> RECORDS FOR THIS EXERCISE

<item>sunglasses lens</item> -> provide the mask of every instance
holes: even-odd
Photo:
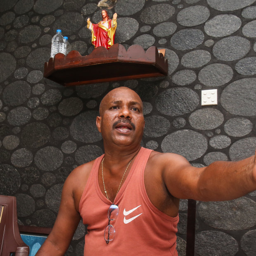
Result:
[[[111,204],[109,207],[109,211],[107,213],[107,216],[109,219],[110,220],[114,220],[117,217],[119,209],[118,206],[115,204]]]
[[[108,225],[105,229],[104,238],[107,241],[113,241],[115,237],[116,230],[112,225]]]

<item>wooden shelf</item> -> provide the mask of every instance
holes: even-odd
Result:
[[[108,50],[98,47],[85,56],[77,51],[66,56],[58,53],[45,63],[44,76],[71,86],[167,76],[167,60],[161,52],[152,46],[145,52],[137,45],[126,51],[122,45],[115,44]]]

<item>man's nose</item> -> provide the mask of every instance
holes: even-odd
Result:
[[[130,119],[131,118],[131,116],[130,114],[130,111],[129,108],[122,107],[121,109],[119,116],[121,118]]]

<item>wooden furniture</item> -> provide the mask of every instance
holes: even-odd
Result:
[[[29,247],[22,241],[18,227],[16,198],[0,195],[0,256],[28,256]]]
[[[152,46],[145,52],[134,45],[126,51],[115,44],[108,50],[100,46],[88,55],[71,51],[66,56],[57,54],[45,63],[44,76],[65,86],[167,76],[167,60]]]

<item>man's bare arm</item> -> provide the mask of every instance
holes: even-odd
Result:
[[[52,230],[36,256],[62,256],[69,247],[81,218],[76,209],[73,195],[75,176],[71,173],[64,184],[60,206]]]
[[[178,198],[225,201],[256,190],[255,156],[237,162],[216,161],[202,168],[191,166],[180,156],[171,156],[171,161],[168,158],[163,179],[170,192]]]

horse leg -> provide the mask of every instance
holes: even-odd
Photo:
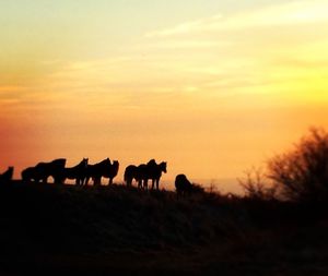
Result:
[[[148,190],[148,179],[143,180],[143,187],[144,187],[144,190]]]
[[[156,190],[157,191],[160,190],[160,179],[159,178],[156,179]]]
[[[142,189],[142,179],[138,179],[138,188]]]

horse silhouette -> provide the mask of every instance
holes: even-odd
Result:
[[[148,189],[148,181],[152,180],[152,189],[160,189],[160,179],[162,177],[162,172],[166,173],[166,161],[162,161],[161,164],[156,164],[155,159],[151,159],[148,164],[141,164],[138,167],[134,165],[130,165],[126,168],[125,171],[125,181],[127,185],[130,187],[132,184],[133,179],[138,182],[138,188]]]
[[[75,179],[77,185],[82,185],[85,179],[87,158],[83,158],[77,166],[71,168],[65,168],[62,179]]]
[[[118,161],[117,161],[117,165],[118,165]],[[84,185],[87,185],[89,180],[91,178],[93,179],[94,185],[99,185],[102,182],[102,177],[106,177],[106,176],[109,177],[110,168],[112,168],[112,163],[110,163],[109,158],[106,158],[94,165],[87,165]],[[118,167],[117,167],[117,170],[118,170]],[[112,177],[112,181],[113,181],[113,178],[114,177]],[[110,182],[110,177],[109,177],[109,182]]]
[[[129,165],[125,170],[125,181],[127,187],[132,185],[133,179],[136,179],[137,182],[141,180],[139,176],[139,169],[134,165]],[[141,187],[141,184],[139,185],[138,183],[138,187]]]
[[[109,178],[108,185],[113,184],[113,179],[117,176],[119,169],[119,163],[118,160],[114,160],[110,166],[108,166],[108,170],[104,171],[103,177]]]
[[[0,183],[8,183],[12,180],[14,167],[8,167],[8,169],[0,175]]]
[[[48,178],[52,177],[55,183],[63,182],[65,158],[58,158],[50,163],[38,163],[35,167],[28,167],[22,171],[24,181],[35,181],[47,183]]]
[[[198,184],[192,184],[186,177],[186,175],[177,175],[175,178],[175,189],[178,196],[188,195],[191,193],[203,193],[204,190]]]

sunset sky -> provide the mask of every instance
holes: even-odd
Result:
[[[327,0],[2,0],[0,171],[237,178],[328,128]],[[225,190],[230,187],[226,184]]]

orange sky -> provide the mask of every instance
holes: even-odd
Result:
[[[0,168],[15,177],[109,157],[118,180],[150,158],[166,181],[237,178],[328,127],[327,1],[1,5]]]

--

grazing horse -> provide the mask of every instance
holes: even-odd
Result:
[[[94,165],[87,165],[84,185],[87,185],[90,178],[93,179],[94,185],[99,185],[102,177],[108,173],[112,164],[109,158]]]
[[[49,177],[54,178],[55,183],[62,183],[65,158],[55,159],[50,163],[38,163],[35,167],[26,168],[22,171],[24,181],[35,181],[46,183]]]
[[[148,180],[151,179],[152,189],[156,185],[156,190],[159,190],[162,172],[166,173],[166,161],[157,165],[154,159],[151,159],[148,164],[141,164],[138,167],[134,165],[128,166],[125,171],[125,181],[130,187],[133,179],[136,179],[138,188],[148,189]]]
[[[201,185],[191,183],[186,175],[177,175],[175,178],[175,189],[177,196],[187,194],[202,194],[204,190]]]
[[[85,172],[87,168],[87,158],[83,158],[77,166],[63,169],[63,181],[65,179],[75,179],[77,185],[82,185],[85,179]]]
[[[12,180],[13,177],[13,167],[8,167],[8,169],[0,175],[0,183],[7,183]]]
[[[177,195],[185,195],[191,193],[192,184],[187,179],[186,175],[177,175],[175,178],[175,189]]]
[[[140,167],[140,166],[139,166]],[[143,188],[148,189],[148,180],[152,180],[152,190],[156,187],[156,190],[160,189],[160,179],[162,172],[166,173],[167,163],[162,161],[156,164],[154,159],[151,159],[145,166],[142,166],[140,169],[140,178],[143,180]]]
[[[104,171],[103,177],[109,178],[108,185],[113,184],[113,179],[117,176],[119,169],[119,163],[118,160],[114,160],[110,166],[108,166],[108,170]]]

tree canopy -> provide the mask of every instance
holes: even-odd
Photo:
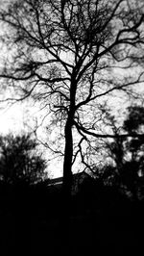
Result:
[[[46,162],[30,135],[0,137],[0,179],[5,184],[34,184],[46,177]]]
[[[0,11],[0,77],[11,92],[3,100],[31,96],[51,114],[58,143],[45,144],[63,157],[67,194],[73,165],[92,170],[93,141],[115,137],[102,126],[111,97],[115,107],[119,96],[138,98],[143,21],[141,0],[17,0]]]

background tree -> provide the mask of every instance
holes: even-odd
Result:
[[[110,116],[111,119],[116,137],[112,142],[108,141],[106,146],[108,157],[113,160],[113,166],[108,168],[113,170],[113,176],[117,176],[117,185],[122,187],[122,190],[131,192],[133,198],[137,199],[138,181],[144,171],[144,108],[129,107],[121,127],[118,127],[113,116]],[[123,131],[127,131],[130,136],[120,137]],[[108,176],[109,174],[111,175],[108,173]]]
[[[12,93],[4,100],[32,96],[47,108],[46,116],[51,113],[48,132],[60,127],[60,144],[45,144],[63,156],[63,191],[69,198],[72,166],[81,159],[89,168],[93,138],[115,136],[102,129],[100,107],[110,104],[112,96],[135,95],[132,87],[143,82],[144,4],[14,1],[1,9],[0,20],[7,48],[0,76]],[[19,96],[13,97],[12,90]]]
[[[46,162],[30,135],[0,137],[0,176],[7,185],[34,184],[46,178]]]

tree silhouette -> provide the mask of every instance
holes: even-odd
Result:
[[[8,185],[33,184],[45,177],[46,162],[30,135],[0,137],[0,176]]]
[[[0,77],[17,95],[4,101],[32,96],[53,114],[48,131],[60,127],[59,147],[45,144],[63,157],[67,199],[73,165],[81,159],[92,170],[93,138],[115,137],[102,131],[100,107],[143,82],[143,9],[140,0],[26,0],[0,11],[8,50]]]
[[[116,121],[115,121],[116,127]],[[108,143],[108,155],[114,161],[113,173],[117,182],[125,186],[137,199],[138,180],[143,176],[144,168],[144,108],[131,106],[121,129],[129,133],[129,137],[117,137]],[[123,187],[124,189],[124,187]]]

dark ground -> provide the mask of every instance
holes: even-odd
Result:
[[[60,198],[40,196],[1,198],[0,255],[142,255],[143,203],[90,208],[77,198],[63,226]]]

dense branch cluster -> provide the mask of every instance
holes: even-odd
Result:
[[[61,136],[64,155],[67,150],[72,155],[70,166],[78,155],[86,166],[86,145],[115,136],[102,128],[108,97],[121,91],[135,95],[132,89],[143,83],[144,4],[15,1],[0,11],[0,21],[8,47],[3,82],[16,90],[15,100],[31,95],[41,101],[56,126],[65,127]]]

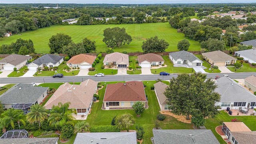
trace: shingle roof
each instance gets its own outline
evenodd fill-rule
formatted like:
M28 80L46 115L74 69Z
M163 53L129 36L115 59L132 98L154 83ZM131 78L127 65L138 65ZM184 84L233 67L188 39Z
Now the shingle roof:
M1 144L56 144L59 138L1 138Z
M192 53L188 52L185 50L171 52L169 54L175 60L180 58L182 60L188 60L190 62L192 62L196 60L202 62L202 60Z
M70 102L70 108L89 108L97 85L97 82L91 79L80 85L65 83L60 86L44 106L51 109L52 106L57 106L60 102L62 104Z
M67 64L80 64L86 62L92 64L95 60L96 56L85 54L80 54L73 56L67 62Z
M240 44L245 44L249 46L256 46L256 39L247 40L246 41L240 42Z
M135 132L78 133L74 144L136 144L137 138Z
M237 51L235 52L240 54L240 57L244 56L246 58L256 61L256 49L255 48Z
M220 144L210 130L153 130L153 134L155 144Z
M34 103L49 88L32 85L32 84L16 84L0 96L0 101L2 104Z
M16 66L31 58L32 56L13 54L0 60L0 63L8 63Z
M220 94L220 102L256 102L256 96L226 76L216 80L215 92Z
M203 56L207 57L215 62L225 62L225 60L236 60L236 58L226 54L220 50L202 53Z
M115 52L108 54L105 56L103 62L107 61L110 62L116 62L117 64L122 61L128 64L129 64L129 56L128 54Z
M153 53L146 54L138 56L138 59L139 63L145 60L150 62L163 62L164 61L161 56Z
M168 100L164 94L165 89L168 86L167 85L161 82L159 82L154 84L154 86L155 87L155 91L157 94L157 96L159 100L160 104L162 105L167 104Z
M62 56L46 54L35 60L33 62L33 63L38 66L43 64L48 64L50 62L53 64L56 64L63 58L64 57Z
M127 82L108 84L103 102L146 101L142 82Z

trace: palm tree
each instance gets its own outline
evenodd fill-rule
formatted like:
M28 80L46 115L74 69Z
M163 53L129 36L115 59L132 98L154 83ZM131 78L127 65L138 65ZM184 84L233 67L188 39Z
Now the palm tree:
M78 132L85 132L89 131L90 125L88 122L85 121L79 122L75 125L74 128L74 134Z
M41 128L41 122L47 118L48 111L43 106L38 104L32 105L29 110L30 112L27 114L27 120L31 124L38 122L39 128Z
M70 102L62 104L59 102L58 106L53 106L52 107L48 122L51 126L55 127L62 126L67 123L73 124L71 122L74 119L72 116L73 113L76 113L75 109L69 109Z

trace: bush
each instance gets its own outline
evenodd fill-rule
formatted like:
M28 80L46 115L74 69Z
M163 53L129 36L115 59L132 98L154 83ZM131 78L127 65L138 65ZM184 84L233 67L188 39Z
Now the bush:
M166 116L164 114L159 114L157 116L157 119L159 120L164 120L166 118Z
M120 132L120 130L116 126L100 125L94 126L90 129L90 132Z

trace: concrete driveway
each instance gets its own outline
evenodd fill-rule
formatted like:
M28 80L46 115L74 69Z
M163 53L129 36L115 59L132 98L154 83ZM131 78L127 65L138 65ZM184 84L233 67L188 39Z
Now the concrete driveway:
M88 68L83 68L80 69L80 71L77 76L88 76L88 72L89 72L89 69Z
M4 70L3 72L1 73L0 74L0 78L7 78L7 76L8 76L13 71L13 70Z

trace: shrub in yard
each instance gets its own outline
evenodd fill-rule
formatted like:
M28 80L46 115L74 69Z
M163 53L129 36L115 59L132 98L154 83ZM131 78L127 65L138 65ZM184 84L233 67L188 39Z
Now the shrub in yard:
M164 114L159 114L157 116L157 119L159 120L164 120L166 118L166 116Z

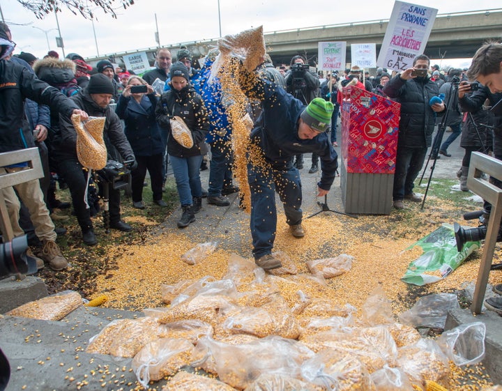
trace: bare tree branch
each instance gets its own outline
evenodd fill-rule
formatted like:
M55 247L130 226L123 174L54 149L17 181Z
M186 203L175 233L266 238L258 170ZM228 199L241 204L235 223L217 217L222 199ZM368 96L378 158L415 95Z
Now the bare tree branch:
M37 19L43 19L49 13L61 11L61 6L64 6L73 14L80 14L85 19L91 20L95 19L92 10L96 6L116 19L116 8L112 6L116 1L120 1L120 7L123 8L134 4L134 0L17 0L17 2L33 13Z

--

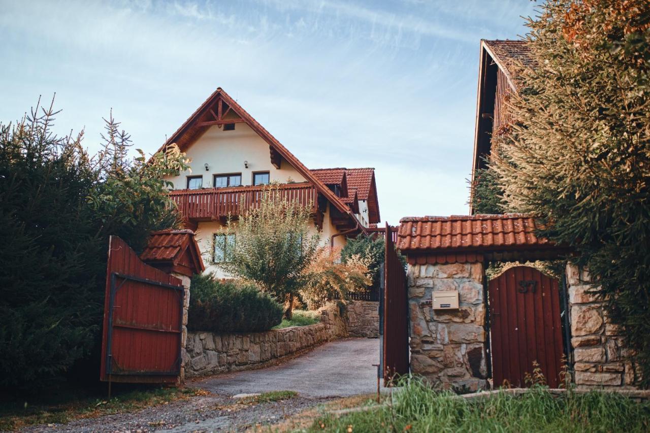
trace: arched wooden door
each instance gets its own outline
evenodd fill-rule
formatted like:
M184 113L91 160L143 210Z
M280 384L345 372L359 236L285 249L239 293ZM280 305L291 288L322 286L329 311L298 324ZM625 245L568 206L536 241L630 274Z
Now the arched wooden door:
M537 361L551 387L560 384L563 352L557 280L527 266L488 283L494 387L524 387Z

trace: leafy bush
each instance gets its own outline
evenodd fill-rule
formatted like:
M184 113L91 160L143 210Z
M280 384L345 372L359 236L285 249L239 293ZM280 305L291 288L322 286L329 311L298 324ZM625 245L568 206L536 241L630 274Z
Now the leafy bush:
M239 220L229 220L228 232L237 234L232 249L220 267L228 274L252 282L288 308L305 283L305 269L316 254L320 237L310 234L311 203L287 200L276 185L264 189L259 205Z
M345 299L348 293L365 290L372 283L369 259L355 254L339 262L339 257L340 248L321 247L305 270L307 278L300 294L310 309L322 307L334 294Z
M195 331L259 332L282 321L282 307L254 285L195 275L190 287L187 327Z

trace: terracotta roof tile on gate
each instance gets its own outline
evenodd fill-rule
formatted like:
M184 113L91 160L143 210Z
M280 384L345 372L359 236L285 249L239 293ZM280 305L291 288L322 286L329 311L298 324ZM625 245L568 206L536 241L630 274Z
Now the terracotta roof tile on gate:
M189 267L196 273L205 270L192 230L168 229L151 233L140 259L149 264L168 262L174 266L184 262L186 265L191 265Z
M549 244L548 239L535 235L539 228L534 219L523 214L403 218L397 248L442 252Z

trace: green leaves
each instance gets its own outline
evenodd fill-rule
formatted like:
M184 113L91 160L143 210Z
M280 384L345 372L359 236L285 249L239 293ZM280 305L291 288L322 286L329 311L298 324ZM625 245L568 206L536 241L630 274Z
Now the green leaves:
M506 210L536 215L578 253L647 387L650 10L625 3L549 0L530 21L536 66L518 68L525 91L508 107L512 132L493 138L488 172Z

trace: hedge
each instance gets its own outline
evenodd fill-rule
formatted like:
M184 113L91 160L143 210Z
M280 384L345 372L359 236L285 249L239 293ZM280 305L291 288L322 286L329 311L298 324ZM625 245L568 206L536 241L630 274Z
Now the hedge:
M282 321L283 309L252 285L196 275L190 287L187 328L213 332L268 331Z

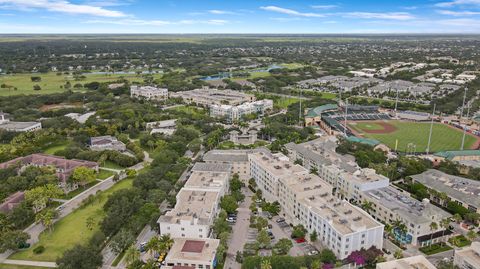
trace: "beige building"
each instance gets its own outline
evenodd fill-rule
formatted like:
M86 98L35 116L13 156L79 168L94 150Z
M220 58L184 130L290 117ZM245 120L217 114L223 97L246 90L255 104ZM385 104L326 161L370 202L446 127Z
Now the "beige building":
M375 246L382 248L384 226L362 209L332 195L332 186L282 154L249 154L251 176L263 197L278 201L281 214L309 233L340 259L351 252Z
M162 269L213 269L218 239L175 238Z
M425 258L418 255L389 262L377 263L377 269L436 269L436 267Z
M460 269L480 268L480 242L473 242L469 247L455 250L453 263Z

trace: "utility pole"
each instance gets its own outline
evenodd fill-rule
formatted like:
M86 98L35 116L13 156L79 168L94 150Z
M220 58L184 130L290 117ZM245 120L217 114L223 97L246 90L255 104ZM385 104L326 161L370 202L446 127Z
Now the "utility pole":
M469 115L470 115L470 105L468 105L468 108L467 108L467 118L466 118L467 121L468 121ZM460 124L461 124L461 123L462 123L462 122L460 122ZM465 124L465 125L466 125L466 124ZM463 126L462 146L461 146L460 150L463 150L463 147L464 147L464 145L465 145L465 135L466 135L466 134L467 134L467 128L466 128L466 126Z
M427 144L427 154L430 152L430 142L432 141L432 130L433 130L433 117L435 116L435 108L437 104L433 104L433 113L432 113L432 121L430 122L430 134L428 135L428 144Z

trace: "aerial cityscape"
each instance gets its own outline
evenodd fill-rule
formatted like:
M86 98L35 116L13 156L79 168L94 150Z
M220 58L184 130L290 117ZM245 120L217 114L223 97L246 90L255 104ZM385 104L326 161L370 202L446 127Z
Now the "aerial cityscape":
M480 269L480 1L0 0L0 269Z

> PROBLEM DESCRIPTION
Locate the word "green" in the rows above and copy out every line that contains it.

> ANSWER BELOW
trace: green leaves
Now the green leaves:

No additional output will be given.